##### Extrait du document

Il a aussi fallu régler les défauts d’ajustement existants entre les 118 blocs qui composent le Relief. Car Auguste Magnin a fabriqué sa maquette de 30 m2 en plusieurs parties, qui ont été ensuite assemblées. Son but était, premièrement, de faciliter le travail minutieux des artisans qui façonnaient les bâtiments, et, secondement, de pouvoir déplacer l’ensemble – 680 kilos. Étant donné que le Relief a été démonté et remonté plusieurs fois depuis son achèvement en 1896, les frontières des blocs ont souffert, et leur juxtaposition n’est aujourd’hui pas idéale.

Chaque bloc de la ville miniature a donc été traité séparément, rue par rue, bâtiment par bâtiment. Si une grande partie des opérations a pu être automatisée, de nombreux détails et raccords ont dû être réglés à la main. D’ailleurs, les ingénieurs n’y seraient pas parvenus sans l’aide des historiens spécialisés dans les monuments de la ville – ni sans l’aide de leurs collègues du... 19e siècle. En effet, ils ont eu recours au très détaillé «Plan Céard» de 1840, soit 30 planches à l’échelle 1/240 dessinées par le géomètre François Janin. Ils ont aussi consulté l’Album des monuments de Genève en 1850, dessiné par Auguste Magnin lui-même, qui comporte toute une série de plans et de magnifiques dessins d’architecture.

Un quartier de Genève 1850 sous forme de maquette blanche

Au total, seize mois ont été nécessaires pour modéliser les 118 blocs du Relief, les contrôler, les faire valider par la Direction de la mensuration officielle, puis les transférer dans le cadastre de Genève. Au final, on dispose d’un modèle complet de Genève 1850 en 3D, tiré de la maquette d’Auguste Magnin, et parfaitement intégré dans le modèle numérique du territoire et le cadastre officiel. Il est ainsi possible de voir quels bâtiments ou quelles portions de fortifications ont disparu, lesquels ont été transformés, et lesquels sont toujours en place. On peut aussi prédire si des murs épais se trouvent toujours dans le sous-sol, à la suite du comblement des fossés de défense débuté dès 1850.

##########
##### Données fournies

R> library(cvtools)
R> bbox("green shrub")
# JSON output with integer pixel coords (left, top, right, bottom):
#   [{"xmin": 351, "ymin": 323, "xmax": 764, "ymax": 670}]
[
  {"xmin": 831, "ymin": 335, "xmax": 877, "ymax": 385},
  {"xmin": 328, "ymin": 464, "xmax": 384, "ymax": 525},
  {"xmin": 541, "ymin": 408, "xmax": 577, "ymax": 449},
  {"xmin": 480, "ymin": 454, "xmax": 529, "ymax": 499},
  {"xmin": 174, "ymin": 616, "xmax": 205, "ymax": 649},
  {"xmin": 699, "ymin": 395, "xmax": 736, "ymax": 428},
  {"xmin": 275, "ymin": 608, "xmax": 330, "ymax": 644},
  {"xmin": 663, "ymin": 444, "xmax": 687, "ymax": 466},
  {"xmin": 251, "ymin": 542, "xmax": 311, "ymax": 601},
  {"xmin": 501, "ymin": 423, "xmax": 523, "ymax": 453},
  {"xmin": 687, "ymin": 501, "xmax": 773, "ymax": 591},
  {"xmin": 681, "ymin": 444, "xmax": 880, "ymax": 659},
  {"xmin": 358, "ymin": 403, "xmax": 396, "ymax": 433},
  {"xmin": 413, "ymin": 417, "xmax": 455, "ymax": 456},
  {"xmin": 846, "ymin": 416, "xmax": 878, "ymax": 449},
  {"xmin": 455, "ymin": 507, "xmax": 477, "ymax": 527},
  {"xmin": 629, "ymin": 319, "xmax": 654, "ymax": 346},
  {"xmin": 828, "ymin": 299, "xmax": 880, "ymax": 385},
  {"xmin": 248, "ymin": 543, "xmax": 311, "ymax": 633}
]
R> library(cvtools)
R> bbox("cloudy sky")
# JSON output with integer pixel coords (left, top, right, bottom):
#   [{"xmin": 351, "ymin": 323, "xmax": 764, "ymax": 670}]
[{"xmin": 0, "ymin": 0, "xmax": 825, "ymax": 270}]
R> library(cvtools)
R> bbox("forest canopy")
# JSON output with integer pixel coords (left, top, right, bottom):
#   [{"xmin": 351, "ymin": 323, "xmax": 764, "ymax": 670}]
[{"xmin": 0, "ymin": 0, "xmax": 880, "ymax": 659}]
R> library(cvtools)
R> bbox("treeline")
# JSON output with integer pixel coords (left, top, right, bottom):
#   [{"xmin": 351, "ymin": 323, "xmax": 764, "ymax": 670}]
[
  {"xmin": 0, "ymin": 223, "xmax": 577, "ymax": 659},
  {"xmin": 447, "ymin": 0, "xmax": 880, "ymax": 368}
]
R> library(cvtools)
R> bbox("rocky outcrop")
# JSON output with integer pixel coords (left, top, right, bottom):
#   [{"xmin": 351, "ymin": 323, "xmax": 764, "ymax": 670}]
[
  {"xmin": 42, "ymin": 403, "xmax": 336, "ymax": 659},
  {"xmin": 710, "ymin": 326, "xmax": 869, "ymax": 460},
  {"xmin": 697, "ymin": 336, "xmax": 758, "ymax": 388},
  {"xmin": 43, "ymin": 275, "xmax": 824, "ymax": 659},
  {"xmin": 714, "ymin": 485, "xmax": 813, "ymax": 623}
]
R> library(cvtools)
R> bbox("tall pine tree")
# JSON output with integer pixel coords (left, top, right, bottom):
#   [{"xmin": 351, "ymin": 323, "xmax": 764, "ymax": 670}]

##########

Travail à faire =>
• A. Renvoyez chacune des lignes des enregistrements qui contiennent la chaîne « bbox », en tenant compte de la casse.
• B. Poursuivez le texte sur la maquette de Genève 1850 d'Auguste Magnin à partir de sa dernière phrase.

Réponses aux exercices =>
• A.
R> bbox("green shrub")
R> bbox("cloudy sky")
R> bbox("forest canopy")
R> bbox("treeline")
R> bbox("rocky outcrop")
R> bbox("tall pine tree")

• B.
Essai de rendu des textures sur un groupe de bâtiments


Donner de la vie au modèle de Genève 1850

Le modèle 3D de Genève 1850 est une ville «blanche» et lisse, sans textures ni couleurs, comme si elle avait été coulée dans le plâtre. Pour l’habiller et lui donner une ambiance conforme à son époque, des spécialistes de plusieurs disciplines ont collaboré: géomètres, géomaticiens, historiens et designers 3D.

Les spécialistes ont d’abord recherché et photographié sous tous les angles des éléments de construction qui ont été très peu modifiés depuis 1850, afin de constituer une base documentaire pour la création des matériaux: pavés, tuiles, crépis, pierres de taille, bois des portes et des fenêtres, etc. Au total, une palette d’une cinquantaine de matériaux a été recréée numériquement. Chacun de ces matériaux a ensuite été décliné en trois variantes de vétusté: propre, un peu sale et très sale. De plus, une légère variation aléatoire a été appliquée, afin d’éviter que la ville virtuelle ait un aspect trop uniforme. Bien sûr, des algorithmes informatiques développés spécialement ont facilité le travail répétitif. Mais les bâtiments serrés et imbriqués de l’ancienne Genève offrent de nombreux cas particuliers: par souci du détail, les spécialistes ont effectué une bonne partie du travail «à la main», avec – toujours sous les yeux – les précieuses images d’archives du Centre d’iconographie.

Les variétés d’arbres et la végétation qui poussait dans la ville et ses fortifications ont été choisis avec l’aide des botanistes des Conservatoire et jardin botaniques de la Ville de Genève – toujours en s’appuyant sur les documents d’époque.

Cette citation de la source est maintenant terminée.